What you need to do> Put each line of the listing below into a Markdown table with the columns "Row" and "Line", numbering the rows and skipping any blank lines. Leave the pictures out of your answer.

─── Task inputs

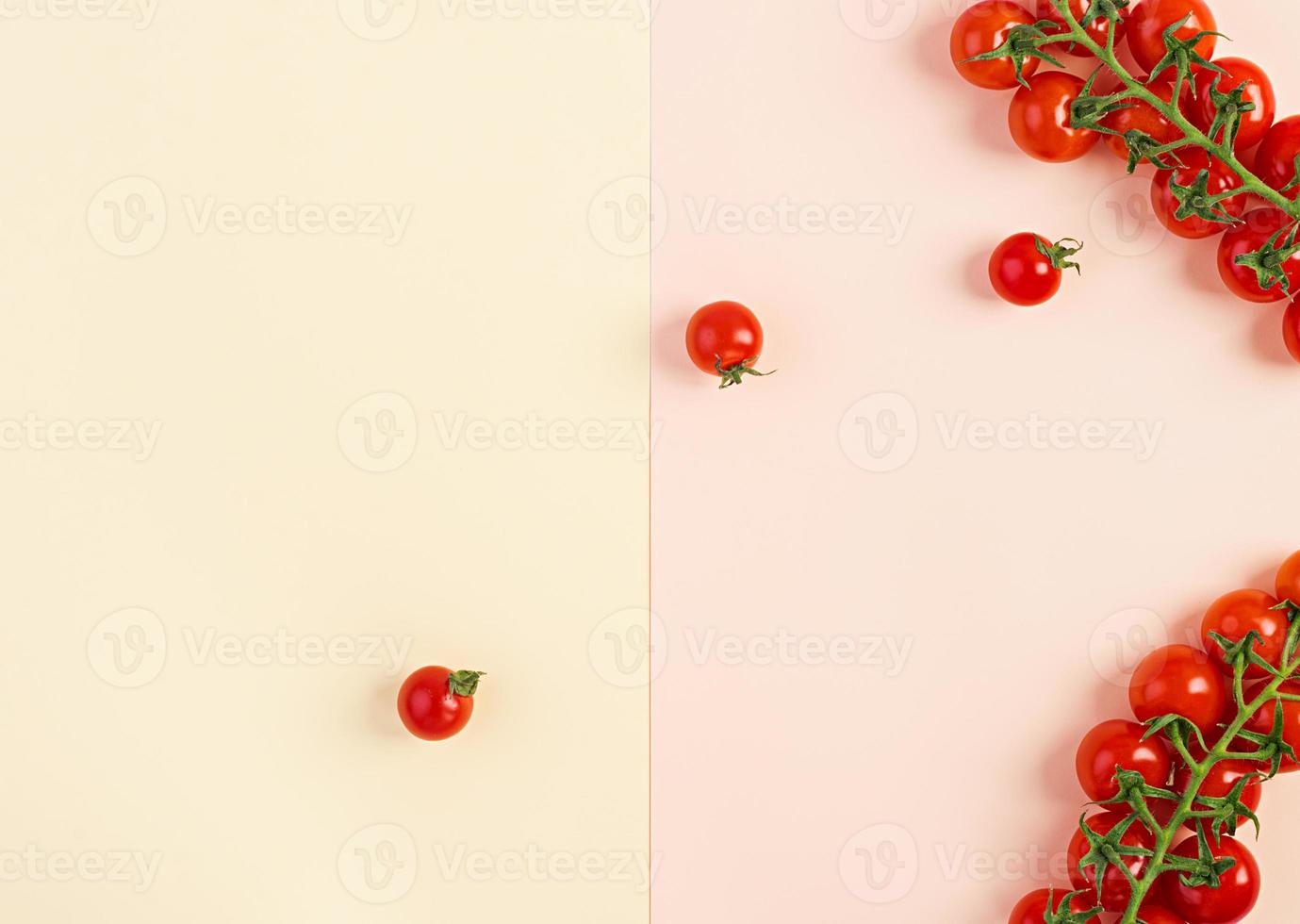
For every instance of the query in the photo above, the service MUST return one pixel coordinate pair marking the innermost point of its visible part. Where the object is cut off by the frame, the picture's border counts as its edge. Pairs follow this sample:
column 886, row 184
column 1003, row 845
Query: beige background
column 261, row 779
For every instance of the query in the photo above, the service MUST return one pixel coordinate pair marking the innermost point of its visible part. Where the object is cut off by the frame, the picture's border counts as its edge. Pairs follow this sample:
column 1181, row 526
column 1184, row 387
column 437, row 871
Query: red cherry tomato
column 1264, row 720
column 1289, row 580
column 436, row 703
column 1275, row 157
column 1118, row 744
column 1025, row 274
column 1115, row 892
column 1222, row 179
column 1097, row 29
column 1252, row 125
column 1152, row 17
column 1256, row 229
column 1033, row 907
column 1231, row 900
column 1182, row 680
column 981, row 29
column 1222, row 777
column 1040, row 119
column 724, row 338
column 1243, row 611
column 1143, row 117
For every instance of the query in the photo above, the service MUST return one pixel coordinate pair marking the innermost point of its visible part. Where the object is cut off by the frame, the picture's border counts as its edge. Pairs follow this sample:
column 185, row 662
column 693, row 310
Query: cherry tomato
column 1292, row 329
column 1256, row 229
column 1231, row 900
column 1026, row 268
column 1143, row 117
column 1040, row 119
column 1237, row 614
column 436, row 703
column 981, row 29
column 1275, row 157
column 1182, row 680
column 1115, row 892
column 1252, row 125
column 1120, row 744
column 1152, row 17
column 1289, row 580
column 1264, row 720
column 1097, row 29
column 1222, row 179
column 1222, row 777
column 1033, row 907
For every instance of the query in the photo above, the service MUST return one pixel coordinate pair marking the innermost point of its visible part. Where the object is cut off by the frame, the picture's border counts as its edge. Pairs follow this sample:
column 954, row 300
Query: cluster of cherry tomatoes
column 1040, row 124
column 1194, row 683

──────

Written answer>
| Row | Line |
|---|---|
| 1 | For every instance of the query in the photo above, the service MUST return one pixel coordinate pair marking the innermost point of its visible part. Where the object is cut off by the frame, the picture's border counts as its edge. Pairs follow this sample: |
| 2 | column 886, row 184 |
| 3 | column 1003, row 845 |
| 4 | Query: beige background |
| 5 | column 261, row 779 |
| 6 | For every instance of the query in the photo above, the service MUST return one pixel coordinate pair marking the innermost point of its visible part. Where the object is cut off by the frame, the picture's border counts as its edge. Pairs follow this sample: |
| 7 | column 1181, row 526 |
| 8 | column 1184, row 387 |
| 9 | column 437, row 871 |
| 10 | Query: red cherry tomato |
| 11 | column 1264, row 720 |
| 12 | column 1289, row 580 |
| 13 | column 436, row 703 |
| 14 | column 1275, row 157 |
| 15 | column 1118, row 744 |
| 16 | column 1025, row 274 |
| 17 | column 1115, row 892 |
| 18 | column 1222, row 179 |
| 19 | column 1097, row 29 |
| 20 | column 1252, row 125 |
| 21 | column 1152, row 17 |
| 22 | column 1256, row 229 |
| 23 | column 1033, row 907 |
| 24 | column 1231, row 900 |
| 25 | column 1182, row 680 |
| 26 | column 981, row 29 |
| 27 | column 1222, row 777 |
| 28 | column 1040, row 119 |
| 29 | column 724, row 338 |
| 30 | column 1243, row 611 |
| 31 | column 1143, row 117 |
| 32 | For every instance of the query in the photo above, the service MUST return one pixel coordinate pair marking the innermost point of its visible part. Where the object is cut off by the frame, the picture's border counts as its edge. Pairs follow this sample: |
| 33 | column 185, row 662 |
| 34 | column 693, row 310 |
| 35 | Query: cherry tomato |
| 36 | column 1292, row 329 |
| 37 | column 1256, row 229 |
| 38 | column 1231, row 900 |
| 39 | column 1026, row 268 |
| 40 | column 1143, row 117 |
| 41 | column 1040, row 119 |
| 42 | column 1237, row 614 |
| 43 | column 436, row 703 |
| 44 | column 981, row 29 |
| 45 | column 1275, row 157 |
| 46 | column 1182, row 680 |
| 47 | column 1115, row 892 |
| 48 | column 1252, row 125 |
| 49 | column 1120, row 744 |
| 50 | column 1152, row 17 |
| 51 | column 1289, row 580 |
| 52 | column 1264, row 720 |
| 53 | column 1097, row 29 |
| 54 | column 1222, row 179 |
| 55 | column 1222, row 777 |
| 56 | column 1033, row 907 |
| 57 | For every instance of the query in the photo above, the service MUST return one pixel coordinate pair marking the innermost point of its visible part. Where the object is cut off by the frame, the picture's border counts as its edge. Pairs follow this sample: |
| 58 | column 954, row 300 |
| 59 | Query: cluster of cherry tomatoes |
| 60 | column 1040, row 124 |
| 61 | column 1194, row 683 |